» **TAREAS PENDIENTES**
a - Contesta estas preguntas según el texto sobre los templarios y el Santo Grial:
(i) Según el Grupo Delphos, ¿de qué puerto francés salió la flota templaria y en qué año?
(ii) ¿Cuántos días navegaron los templarios, según el capitán del barco?
(iii) ¿De qué puerto salió Colón con las velas blancas?
b - Prolonga el texto sobre los templarios y el Santo Grial a partir de su última oración.

Algunos investigadores dicen que los caballeros templarios lo sacaron de Tierra Santa cuando los musulmanes reconquistaron la ciudad y, entonces, su rastro se pierde en los puertos de Francia, primero, y en Gran Bretaña, después.
Los del Grupo Delphos, que fogonea esta cofradía de templarios argentinos contemporáneos y hace expediciones a Las Grutas y Somuncurá buscando el Santo Grial, aseguran que la flota templaria salió de La Rochelle –lugar francés de una excelente ubicación geográfica, equidistante de Bretaña y el País Vasco− en 1308. Ese año lo fue a buscar y lo embarcó en Gran Bretaña con los tesoros y lo trajo a nuestras tierras a través del puerto fortificado que hoy se llama Fuerte Argentino, en el golfo San Matías, un lugar, por cierto, muy protegido.
Si Somuncurá es supuestamente el lugar donde los caballeros de la Orden del Temple llegaron con sus navíos mucho antes de que Colón descubriera América, vale hacerse una pregunta… ¿Cómo lo hicieron?
“El capitán del barco de los templarios dice que navegaron 52 días con vientos empopados y alisios, bajo un cielo desconocido. O sea, habían cruzado el hemisferio. Y dice que atraca en una costa desconocida de noche y al otro día el barco estaba varado en seco. Eso quiere decir que hay una amplitud de mareas muy grande, de entre nueve y doce metros: hay un solo lugar en el mundo así, y es este, el golfo San Matías”. Todo esto, según el Flecha, ocurrió antes de que Colón llegara a América.
El almirante se hizo a la mar en aquel viaje histórico, pero recaló en Portugal, donde estuvo en una catedral de los templarios y donde habría obtenido las cartas náuticas y la cartografía para llegar a un territorio… ¡que ya había sido descubierto!
¿Cómo es posible que Colón le haya pintado las cruces templarias a las carabelas?, pregunto y me pregunto. “Ocurre que él salió del puerto de Palos con las velas blancas… y cuando llega a América tiene las velas pintadas con las cruces templarias ¡en honor de los templarios que les habían dado la información y sabiendo, además, que los pueblos originarios de América ya conocían esas cruces desde mucho tiempo antes!”.

» **BLOQUE DE DATOS**
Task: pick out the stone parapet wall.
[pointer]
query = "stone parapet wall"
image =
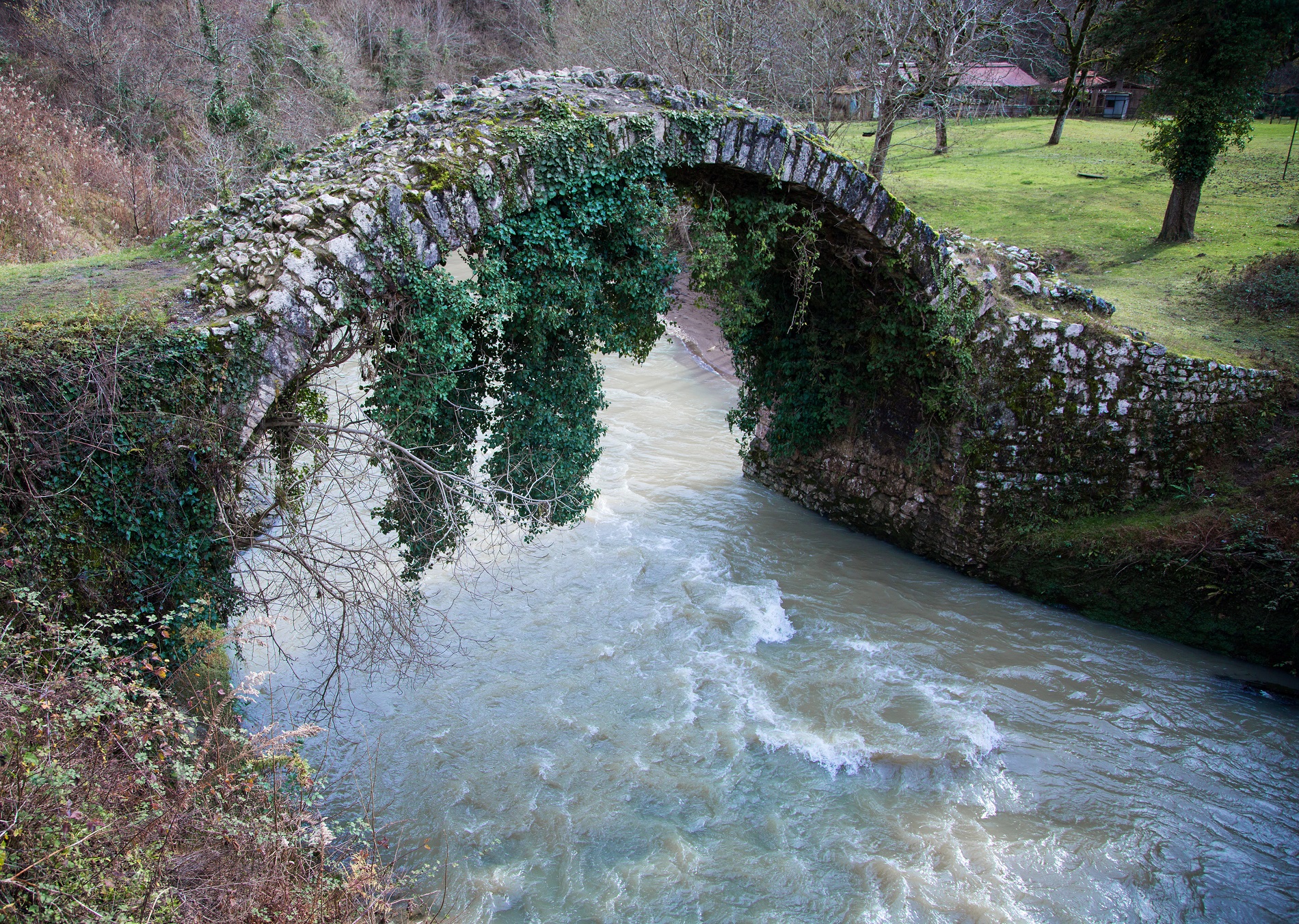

» **RESPUESTAS POR TAREA**
a -
(i) Salió de La Rochelle en 1308.
(ii) Navegaron 52 días.
(iii) Salió del puerto de Palos.

b -
Claro que pienso que todo lo que estoy contando es increíble y suena fantástico. Pero es una buena historia. De a ratos se apoya en datos que parecen verosímiles. Y tiene su dosis de aventura. Es como una buena película, ¿por qué no quedarse a ver cómo termina?
Los buscadores del Santo Grial en la Argentina existen. Las investigaciones sobre los templarios en la Patagonia tienen unos veinte años. A este lugar han venido geólogos, arqueólogos y antropólogos españoles, franceses y alemanes que creen en la hipótesis.
Claro que es difícil imaginar en esta soledad a una comunidad de caballeros templarios viviendo hace mil años.
La cofradía asegura haber encontrado una extraña piedra con una cruz templaria en bajorrelieve, bien adentro de la meseta de Somuncurá.
Y eso es todo.
Ese blindaje acrecienta su misterio. Lo que hay también es brumoso, como la existencia misma del cáliz. Nada se sabe –y nadie se anima a aventurar opinión al respecto− sobre qué pasó después de que esa flota llegara a la lejana Patagonia, ni por qué eligieron este lugar tan remoto, ni cuánto tiempo vivieron aquí.
En 1307, debido a la confabulación entre el Papa y el rey Felipe el Hermoso, un gran número de caballeros fueron apresados, inducidos a confesar sus herejías bajo tortura y quemados en la hoguera.
En 1312, la orden fue disuelta.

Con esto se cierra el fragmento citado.